▶ _DESCRIPTION OF THE TASK_:
Find each line in the data below that contains the word "bank" and copy those lines out.

Stored data entries:
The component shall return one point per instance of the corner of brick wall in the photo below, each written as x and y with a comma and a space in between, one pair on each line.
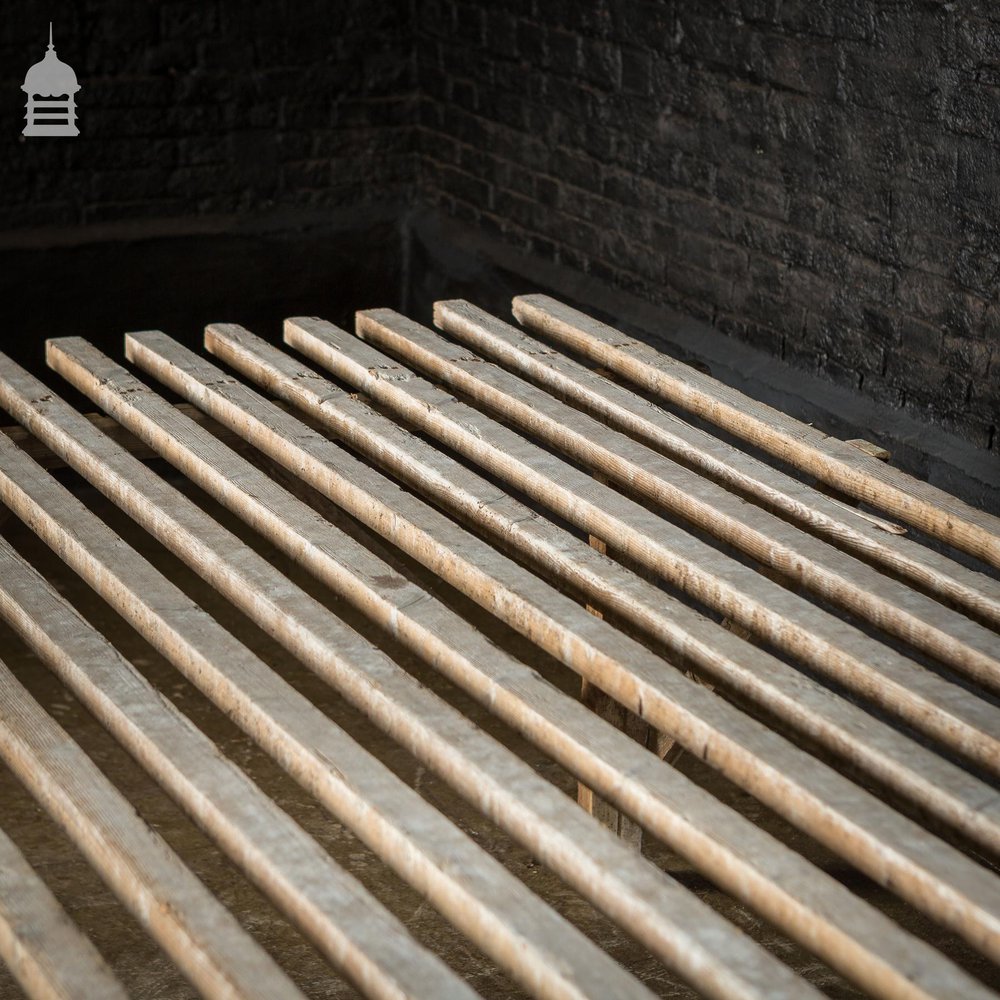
821, 180
193, 109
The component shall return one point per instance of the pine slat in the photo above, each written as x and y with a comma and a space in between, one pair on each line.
831, 461
897, 684
45, 951
355, 932
666, 918
187, 921
621, 408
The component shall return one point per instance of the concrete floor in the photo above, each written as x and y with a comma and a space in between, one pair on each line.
147, 973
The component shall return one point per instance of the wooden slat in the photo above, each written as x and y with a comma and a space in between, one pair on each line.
854, 824
938, 786
47, 460
831, 461
193, 928
527, 939
803, 901
620, 407
920, 697
666, 918
46, 952
355, 932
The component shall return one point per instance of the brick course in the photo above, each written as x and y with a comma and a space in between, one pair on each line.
818, 178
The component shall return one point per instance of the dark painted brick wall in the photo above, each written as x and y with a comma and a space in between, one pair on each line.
816, 177
197, 108
820, 178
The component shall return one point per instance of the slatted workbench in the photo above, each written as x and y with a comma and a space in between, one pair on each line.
696, 557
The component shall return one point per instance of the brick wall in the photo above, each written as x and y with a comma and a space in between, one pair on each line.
820, 178
816, 177
201, 108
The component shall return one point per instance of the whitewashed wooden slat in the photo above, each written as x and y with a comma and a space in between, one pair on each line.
842, 816
48, 955
831, 461
187, 921
936, 785
623, 409
745, 750
666, 918
800, 899
929, 703
525, 937
354, 931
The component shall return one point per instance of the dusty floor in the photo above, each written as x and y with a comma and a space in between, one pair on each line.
147, 973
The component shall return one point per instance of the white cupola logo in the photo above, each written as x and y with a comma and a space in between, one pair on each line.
51, 86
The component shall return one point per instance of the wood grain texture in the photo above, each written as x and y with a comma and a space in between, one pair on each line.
622, 409
938, 786
48, 955
527, 939
799, 898
193, 928
896, 684
831, 461
838, 814
350, 928
667, 919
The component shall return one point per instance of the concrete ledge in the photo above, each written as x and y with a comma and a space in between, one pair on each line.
449, 259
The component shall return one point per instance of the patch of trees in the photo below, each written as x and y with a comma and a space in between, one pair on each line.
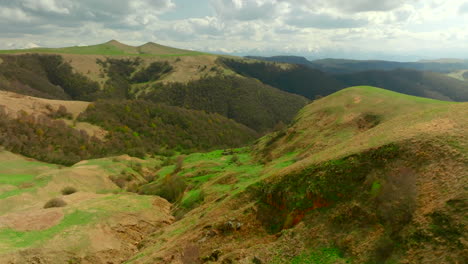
245, 100
48, 140
297, 79
47, 76
411, 82
122, 75
139, 127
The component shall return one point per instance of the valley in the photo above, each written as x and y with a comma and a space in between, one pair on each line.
119, 154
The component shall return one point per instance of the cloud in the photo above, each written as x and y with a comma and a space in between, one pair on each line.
247, 10
349, 6
463, 8
302, 27
323, 21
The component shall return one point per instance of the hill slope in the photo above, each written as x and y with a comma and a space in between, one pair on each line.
112, 47
46, 130
194, 81
362, 176
311, 80
343, 66
411, 82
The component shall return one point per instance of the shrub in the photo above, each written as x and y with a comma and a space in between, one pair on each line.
55, 202
171, 188
69, 190
179, 164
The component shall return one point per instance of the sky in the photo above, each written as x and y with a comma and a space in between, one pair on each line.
401, 30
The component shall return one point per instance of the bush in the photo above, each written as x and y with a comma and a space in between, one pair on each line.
69, 190
55, 202
171, 189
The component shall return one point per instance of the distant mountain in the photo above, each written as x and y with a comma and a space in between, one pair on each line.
411, 82
149, 72
298, 79
112, 47
350, 66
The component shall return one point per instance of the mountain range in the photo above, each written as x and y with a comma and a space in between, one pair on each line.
150, 154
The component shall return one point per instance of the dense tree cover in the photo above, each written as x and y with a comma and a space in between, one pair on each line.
465, 75
48, 140
119, 71
137, 127
245, 100
47, 76
296, 79
123, 73
412, 82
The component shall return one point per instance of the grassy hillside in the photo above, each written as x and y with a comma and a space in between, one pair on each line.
343, 66
112, 48
411, 82
46, 130
297, 79
324, 77
97, 219
361, 176
247, 101
193, 82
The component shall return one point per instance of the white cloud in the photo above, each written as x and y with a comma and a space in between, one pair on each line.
60, 7
303, 27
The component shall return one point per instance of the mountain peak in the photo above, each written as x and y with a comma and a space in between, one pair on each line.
113, 42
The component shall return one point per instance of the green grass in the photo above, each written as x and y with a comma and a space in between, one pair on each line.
36, 183
192, 198
322, 256
15, 179
94, 211
17, 239
104, 49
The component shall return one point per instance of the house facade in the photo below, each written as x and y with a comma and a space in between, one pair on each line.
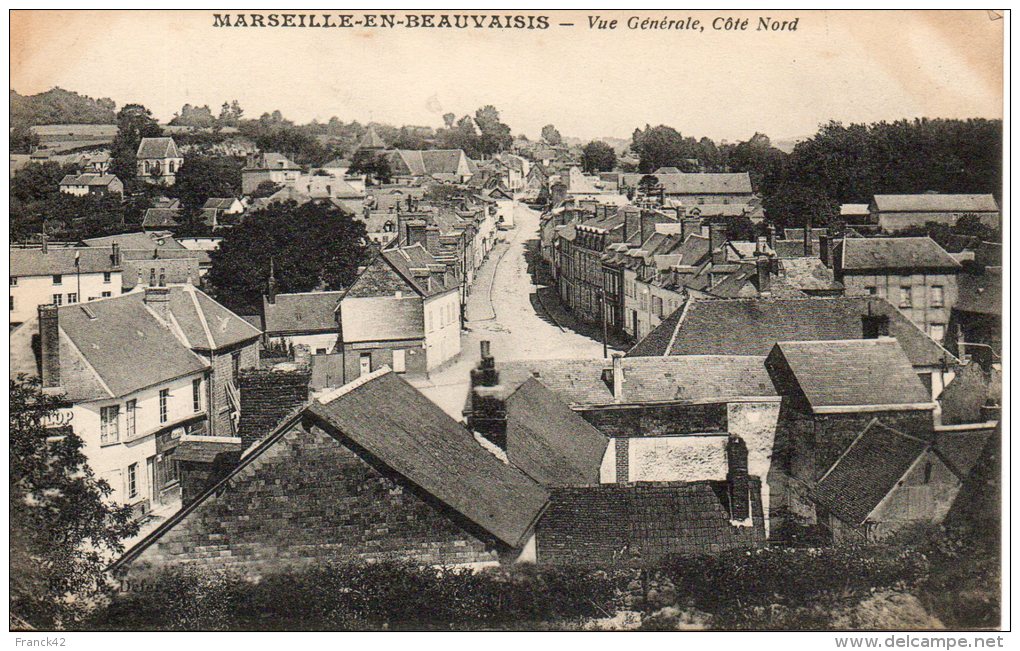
158, 160
51, 276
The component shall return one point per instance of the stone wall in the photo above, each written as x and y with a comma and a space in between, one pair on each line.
307, 498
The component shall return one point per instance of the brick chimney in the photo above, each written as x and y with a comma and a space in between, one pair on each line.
689, 227
432, 239
158, 300
49, 346
764, 277
716, 240
488, 413
737, 481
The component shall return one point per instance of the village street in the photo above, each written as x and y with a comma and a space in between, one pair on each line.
504, 309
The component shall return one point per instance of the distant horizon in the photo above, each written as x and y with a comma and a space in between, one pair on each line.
853, 67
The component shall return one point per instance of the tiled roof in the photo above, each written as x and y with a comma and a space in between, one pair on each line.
936, 203
857, 372
549, 441
643, 523
866, 472
862, 254
981, 294
381, 318
35, 262
124, 345
157, 148
160, 217
306, 312
582, 383
398, 426
753, 326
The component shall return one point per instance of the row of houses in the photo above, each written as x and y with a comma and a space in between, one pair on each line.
665, 451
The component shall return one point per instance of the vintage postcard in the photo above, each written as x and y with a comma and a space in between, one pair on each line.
487, 319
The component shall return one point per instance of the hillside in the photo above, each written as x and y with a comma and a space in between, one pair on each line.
57, 106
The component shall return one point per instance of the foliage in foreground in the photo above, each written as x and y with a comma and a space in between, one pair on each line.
766, 589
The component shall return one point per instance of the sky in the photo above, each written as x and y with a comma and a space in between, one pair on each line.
844, 65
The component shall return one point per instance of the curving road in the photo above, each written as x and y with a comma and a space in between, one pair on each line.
503, 309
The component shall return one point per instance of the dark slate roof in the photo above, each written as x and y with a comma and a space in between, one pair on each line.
549, 441
305, 312
644, 522
856, 372
753, 326
866, 472
936, 203
60, 260
980, 294
381, 318
399, 427
581, 383
863, 254
157, 148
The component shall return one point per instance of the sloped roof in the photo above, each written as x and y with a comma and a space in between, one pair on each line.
35, 262
160, 217
753, 326
855, 372
303, 312
866, 472
936, 203
549, 441
581, 383
157, 148
861, 254
399, 427
103, 332
381, 318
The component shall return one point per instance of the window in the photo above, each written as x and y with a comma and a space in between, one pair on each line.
164, 397
133, 481
906, 300
130, 412
197, 395
109, 424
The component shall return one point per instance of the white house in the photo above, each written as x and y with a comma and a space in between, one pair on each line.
136, 373
61, 277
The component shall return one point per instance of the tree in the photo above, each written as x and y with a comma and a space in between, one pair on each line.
495, 136
63, 529
551, 135
203, 177
375, 166
313, 246
598, 156
134, 122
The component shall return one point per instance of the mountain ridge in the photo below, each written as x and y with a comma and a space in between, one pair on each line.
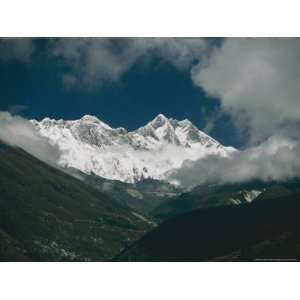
151, 151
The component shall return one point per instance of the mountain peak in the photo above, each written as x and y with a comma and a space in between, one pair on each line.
151, 151
93, 119
159, 121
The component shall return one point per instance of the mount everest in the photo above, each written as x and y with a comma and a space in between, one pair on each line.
151, 151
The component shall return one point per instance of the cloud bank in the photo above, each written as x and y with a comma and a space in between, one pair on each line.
19, 132
257, 82
277, 159
19, 49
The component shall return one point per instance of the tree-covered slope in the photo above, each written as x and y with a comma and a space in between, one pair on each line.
48, 215
267, 228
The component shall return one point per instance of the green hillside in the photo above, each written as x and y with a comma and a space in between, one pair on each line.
47, 215
268, 228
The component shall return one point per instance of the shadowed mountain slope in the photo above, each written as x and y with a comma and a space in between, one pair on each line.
48, 215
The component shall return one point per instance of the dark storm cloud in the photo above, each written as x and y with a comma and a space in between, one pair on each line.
276, 159
93, 62
257, 82
19, 49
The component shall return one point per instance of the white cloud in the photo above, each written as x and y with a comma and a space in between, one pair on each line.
257, 82
19, 132
276, 159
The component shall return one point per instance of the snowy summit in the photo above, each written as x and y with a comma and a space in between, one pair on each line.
151, 151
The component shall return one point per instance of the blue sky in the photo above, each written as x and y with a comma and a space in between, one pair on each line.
35, 90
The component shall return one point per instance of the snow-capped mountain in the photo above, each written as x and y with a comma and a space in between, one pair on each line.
151, 151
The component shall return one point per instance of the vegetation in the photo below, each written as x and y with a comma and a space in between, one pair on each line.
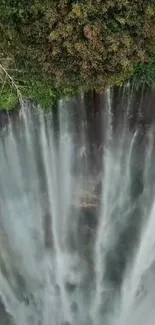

▶ _FINAL RESULT_:
The component shall return one point per instance of the cloud bank in the photo above, each written as x and y with a comma and a space in between, one pair on each line.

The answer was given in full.